[WORKING DATA Boundary: Start]
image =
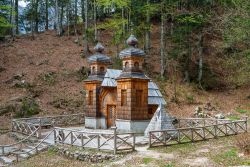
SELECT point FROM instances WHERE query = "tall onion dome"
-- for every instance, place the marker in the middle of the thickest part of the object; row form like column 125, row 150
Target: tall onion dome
column 132, row 59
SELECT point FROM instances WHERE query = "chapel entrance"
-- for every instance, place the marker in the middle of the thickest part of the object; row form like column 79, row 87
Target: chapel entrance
column 111, row 115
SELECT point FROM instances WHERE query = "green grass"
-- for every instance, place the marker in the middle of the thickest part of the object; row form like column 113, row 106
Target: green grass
column 184, row 148
column 147, row 160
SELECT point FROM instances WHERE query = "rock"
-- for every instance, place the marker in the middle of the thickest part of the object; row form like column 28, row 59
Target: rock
column 198, row 109
column 46, row 62
column 209, row 107
column 219, row 116
column 21, row 84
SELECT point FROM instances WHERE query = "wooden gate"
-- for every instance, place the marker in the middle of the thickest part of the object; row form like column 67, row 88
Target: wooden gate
column 111, row 115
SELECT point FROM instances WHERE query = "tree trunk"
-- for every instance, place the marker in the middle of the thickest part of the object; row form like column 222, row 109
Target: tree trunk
column 95, row 21
column 75, row 16
column 32, row 20
column 11, row 18
column 186, row 72
column 58, row 31
column 123, row 24
column 61, row 19
column 200, row 53
column 47, row 15
column 147, row 34
column 17, row 15
column 36, row 14
column 162, row 49
column 86, row 49
column 68, row 27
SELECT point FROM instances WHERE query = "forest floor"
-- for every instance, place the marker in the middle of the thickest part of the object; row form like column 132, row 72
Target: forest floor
column 47, row 68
[WORKING DATA Boundary: End]
Your answer must be the records above, word for word, with every picture left out.

image =
SELECT point FROM instances WHERE query = "tall onion dome"
-- for every instance, place the marker in the middle of the thickest part of the object; row form like column 125, row 150
Target: tall onion dome
column 132, row 59
SELECT point FROM instances WHERE query = "chapel entrance"
-- for every instance, place the marker in the middle of the thickest part of the object; row form like column 79, row 87
Target: chapel entrance
column 111, row 115
SELECT point FROM instances WHERE query = "green grass"
-- for every instance, place the marker in the middle of the thickest part of the object; row form like column 113, row 106
Target: green grass
column 184, row 148
column 147, row 160
SELECT point FROM instances WHERE query = "rock"
-- for every instance, place the marker in the middle of the thickest part of the object; row form like column 28, row 59
Target: rock
column 198, row 109
column 46, row 62
column 209, row 107
column 219, row 116
column 21, row 84
SELECT point FROM instances WHERE query = "wooden gate"
-- for every instance, place the marker in the middle of the thickest part of the object; row form like column 67, row 88
Target: wooden gate
column 111, row 115
SELECT point FROM instances WHERE query = "tree trunk"
-- for every instance, place the marker in the middle of the thickest part of the object; row form like column 222, row 109
Target: tree trunk
column 95, row 21
column 75, row 16
column 32, row 20
column 11, row 18
column 186, row 72
column 58, row 31
column 123, row 24
column 61, row 19
column 200, row 53
column 47, row 15
column 147, row 34
column 17, row 15
column 36, row 14
column 162, row 49
column 86, row 49
column 68, row 27
SELECT point FROM instances WHERE query = "forest floor"
-- for every instance, place the marker in the middle of the thickest part of the object; row form like column 132, row 72
Target: forest floor
column 47, row 68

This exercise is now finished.